--- start DATA SHOWN ---

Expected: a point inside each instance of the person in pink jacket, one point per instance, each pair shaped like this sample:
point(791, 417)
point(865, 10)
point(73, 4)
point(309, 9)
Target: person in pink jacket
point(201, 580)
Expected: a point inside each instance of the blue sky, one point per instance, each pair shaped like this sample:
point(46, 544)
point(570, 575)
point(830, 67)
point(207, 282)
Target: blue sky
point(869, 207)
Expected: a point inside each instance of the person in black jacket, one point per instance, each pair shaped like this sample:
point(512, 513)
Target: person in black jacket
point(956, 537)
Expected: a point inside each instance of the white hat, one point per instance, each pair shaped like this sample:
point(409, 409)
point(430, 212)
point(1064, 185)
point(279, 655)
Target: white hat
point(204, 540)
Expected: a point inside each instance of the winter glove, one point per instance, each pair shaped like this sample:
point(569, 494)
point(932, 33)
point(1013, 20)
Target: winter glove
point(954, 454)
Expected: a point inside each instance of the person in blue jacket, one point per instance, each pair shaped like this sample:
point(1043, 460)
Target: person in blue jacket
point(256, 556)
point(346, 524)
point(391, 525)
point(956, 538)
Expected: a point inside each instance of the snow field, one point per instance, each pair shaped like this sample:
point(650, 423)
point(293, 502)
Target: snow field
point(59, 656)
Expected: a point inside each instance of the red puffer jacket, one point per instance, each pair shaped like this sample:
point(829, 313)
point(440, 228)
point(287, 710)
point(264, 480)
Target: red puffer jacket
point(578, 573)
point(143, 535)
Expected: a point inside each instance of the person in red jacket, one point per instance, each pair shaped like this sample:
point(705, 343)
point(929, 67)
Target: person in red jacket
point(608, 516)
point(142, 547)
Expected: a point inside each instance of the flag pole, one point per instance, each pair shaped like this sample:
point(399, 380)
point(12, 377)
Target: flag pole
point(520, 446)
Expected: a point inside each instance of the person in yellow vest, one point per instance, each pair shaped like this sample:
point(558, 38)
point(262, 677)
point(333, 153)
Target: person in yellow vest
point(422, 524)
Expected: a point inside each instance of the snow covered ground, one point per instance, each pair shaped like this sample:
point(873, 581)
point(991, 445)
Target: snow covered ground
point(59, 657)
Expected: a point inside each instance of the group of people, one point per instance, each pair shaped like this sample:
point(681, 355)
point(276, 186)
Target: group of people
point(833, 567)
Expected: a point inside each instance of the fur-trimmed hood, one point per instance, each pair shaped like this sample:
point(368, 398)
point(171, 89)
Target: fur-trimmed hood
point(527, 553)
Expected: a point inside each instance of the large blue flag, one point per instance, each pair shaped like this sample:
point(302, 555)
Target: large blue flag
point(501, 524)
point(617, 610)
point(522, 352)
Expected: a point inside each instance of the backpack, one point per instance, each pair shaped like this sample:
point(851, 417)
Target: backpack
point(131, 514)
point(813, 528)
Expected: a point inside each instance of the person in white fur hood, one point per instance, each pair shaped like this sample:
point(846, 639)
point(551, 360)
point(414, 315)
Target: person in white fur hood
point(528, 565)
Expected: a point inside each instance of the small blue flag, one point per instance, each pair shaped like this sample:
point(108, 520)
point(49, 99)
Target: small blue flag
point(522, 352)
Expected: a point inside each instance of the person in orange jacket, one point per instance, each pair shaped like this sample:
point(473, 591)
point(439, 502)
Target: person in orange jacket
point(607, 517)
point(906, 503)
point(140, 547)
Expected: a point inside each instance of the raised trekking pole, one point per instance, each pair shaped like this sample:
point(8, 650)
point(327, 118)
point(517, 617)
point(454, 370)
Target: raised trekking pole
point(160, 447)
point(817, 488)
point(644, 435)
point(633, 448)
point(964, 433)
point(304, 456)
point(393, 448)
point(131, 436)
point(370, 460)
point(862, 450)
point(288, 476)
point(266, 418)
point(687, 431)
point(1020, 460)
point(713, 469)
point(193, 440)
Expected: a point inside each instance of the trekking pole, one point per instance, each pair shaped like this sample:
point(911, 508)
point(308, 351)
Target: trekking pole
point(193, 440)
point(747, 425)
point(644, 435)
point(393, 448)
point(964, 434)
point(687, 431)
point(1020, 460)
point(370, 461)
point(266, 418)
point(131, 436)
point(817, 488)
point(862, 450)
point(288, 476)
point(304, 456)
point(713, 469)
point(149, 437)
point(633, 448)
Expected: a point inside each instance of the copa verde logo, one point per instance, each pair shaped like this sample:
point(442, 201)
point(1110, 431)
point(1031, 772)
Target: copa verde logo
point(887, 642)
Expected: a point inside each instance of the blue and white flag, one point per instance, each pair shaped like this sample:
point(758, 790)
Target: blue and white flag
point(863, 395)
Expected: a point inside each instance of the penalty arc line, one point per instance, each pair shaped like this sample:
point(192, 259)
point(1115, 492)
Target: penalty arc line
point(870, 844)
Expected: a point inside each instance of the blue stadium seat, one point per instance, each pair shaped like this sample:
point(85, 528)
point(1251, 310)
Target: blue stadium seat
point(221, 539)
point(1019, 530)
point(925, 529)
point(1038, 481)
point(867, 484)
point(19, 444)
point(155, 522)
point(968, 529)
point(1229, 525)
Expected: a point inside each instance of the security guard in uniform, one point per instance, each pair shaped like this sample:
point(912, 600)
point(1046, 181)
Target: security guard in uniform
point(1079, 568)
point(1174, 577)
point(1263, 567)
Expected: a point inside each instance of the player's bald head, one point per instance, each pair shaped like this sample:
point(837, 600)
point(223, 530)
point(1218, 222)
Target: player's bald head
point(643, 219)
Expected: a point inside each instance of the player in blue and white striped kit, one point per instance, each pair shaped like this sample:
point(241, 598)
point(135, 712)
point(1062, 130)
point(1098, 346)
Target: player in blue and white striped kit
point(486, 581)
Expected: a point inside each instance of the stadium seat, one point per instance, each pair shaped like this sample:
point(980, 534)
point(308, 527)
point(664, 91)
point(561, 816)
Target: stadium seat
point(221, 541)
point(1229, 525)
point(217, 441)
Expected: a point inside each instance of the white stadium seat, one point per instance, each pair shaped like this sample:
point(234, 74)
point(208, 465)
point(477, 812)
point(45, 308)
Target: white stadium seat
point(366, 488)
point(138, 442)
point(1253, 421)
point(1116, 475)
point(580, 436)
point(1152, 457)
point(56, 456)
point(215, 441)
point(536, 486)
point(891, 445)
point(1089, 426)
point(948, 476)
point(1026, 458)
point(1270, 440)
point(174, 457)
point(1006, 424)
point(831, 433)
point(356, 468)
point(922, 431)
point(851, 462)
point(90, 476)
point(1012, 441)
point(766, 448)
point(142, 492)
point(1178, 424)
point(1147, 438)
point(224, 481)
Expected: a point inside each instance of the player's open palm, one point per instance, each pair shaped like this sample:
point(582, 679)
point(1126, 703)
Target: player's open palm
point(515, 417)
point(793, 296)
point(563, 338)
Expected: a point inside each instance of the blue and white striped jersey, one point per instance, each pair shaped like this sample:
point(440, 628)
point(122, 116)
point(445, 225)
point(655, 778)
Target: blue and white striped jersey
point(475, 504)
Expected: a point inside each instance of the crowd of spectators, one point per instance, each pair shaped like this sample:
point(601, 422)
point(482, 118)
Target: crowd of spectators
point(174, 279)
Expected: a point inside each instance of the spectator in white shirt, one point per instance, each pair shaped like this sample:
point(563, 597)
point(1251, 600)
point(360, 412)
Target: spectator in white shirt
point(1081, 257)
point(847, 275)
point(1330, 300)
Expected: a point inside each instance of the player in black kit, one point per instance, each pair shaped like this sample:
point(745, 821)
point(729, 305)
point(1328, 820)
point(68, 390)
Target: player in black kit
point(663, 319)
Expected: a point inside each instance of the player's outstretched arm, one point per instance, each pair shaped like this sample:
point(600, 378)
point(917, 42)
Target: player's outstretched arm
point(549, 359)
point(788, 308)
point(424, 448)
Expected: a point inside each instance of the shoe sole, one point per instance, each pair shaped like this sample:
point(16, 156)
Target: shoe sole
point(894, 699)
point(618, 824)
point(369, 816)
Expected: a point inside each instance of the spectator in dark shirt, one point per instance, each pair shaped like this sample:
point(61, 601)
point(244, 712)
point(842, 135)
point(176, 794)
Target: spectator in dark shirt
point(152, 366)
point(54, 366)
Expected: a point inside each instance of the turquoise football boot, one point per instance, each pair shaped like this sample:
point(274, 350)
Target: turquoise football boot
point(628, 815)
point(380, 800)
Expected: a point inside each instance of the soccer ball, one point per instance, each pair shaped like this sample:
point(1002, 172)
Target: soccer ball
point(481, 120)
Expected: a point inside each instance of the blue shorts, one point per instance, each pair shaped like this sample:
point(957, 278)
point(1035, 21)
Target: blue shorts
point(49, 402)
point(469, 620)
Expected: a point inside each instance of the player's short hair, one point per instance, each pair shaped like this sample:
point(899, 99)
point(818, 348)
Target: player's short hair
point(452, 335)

--- end DATA SHOWN ---

| WHAT THE TASK REQUIRES |
Copy out, word for word, the data from its very beginning through the line containing "point(201, 580)", including that line.

| COMPLETED EXERCISE |
Expected: a point inside each instance of the person in pink jacket, one point per instance, each pair shaped like this sample:
point(791, 417)
point(865, 10)
point(73, 4)
point(309, 9)
Target: person in pink jacket
point(201, 580)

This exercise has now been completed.